:: DATA SHOWN ::

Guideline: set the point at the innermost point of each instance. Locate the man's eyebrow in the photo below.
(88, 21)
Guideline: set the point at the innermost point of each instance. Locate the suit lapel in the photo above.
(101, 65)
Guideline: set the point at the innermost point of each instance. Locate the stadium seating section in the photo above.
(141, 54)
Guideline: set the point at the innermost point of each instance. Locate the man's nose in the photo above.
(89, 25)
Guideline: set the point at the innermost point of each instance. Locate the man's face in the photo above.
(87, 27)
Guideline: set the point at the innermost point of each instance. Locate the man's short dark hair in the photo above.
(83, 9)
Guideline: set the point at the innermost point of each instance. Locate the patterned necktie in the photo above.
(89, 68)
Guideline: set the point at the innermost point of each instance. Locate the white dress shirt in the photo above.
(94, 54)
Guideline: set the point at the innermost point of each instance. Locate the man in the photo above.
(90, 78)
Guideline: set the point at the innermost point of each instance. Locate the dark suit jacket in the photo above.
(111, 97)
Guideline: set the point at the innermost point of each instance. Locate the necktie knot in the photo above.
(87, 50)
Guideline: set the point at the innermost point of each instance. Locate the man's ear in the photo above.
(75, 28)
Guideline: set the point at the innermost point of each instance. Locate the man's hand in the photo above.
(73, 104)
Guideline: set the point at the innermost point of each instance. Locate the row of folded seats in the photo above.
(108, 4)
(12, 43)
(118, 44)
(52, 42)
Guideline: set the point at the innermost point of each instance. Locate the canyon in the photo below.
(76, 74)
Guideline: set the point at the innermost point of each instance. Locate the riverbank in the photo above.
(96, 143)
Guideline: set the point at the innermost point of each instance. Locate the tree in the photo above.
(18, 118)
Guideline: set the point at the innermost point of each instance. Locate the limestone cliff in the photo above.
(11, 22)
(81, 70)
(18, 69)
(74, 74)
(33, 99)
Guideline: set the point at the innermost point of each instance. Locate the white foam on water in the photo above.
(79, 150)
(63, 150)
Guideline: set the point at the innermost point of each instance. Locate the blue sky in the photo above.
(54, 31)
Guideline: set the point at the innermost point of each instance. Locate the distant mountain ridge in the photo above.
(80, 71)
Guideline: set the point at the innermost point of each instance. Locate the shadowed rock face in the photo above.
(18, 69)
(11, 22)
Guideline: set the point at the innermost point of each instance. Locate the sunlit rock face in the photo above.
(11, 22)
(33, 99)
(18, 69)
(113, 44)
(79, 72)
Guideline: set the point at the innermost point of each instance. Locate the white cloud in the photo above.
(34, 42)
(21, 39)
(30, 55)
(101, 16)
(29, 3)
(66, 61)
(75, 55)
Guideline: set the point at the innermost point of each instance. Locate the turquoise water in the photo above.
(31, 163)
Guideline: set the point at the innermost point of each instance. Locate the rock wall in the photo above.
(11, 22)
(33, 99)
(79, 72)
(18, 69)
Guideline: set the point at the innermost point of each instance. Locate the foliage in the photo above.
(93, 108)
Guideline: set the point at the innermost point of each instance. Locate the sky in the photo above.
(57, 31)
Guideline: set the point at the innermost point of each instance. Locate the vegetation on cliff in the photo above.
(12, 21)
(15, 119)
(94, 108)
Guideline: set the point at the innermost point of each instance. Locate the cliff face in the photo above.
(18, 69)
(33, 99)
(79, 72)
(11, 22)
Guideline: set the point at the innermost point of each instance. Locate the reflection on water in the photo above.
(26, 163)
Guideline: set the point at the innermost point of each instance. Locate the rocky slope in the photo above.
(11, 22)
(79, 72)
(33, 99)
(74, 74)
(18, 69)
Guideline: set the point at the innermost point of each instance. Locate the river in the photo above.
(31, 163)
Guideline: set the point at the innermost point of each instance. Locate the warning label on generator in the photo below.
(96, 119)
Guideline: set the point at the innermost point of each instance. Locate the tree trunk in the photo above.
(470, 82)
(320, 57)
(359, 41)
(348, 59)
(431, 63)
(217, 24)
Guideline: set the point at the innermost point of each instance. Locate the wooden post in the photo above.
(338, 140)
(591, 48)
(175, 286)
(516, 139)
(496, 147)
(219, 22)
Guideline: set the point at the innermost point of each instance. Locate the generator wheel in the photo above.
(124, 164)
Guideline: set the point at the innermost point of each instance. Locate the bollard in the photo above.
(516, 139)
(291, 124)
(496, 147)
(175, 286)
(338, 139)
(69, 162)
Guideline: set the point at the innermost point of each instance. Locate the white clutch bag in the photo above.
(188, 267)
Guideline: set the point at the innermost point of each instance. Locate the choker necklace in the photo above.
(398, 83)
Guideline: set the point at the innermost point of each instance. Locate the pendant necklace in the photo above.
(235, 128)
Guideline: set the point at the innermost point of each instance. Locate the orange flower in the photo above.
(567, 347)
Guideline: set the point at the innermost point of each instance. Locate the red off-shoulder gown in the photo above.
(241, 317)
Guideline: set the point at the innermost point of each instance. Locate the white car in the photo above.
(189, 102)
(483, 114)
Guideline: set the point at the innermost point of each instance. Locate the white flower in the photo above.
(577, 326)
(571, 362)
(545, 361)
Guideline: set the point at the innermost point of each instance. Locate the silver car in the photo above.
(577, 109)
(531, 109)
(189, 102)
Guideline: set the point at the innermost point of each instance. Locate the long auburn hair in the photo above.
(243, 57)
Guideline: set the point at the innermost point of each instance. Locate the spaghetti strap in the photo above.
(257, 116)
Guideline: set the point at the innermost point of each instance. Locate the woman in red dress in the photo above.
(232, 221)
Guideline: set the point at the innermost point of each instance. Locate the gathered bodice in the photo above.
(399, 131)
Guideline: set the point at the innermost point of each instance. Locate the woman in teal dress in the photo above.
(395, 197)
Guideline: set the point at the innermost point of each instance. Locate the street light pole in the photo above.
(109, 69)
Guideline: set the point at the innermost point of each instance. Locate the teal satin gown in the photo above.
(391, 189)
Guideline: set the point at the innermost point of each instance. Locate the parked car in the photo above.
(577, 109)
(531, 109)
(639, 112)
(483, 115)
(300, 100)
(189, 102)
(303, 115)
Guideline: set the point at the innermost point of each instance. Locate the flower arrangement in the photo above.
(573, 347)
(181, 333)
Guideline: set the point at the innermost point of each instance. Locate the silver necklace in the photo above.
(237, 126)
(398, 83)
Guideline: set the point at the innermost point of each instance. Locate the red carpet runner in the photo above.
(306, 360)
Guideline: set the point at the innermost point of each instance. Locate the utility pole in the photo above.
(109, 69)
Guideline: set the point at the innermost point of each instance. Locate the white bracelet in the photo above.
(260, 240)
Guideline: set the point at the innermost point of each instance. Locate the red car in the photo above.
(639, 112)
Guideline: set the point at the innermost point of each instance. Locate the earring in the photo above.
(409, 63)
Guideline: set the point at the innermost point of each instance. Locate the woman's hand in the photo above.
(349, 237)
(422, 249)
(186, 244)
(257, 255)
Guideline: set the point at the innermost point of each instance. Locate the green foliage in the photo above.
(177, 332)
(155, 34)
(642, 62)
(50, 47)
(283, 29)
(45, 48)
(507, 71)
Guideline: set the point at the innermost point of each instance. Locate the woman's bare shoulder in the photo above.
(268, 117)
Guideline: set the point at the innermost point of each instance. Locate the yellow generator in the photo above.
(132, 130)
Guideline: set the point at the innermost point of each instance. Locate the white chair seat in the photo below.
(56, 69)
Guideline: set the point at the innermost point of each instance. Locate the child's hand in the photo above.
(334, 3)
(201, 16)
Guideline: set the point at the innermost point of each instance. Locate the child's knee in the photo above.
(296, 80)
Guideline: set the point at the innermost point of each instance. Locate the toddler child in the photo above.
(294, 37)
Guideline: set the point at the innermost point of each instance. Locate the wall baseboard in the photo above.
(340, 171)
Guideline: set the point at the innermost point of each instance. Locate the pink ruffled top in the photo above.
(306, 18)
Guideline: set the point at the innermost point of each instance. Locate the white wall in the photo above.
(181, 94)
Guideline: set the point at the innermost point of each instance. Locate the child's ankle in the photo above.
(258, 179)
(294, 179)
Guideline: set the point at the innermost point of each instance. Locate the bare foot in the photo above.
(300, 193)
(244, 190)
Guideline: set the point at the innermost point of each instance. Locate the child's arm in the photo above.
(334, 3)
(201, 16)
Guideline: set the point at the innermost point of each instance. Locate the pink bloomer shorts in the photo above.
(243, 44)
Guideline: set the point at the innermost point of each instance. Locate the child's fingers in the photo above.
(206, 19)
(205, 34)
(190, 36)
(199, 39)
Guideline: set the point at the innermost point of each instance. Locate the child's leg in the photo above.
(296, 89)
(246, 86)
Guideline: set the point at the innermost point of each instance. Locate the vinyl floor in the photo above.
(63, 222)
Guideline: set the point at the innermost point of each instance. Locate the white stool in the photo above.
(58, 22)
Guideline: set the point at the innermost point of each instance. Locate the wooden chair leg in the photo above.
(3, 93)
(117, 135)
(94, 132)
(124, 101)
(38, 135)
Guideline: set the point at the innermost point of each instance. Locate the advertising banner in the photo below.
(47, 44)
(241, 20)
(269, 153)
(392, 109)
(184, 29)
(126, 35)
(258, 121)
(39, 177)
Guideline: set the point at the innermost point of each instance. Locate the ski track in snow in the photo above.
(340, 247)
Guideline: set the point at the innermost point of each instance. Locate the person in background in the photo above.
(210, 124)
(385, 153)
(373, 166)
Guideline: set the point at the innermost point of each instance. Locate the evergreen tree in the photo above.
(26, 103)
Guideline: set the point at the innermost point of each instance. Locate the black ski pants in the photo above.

:::

**THE REQUEST**
Copy out exactly the lines between the line with "stool in the photo above." and the last line of the entries, counting both of those lines.

**TASK ANSWER**
Guideline: set the point at the innermost point of each instance. Locate the white stool in the photo above.
(58, 22)
Guideline: set the point at the innermost point of each instance. Locate the wooden chair leg in the photo above.
(3, 93)
(117, 135)
(94, 132)
(124, 101)
(38, 135)
Guideline: set the point at the innermost point of each instance. Locate the advertising banner in the photo below.
(47, 44)
(241, 20)
(269, 153)
(392, 109)
(184, 29)
(126, 35)
(258, 121)
(39, 177)
Guideline: set the point at the innermost point of each instance. Locate the ski track in snow in the photo above.
(340, 247)
Guideline: set the point at the innermost point of each instance. Locate the person in background in the photo above.
(210, 124)
(385, 153)
(373, 166)
Guideline: set the point at the innermost point of each instance. Locate the evergreen tree in the photo above.
(26, 103)
Guideline: set the point at the innermost point of each instance. Locate the black ski pants in the photo above.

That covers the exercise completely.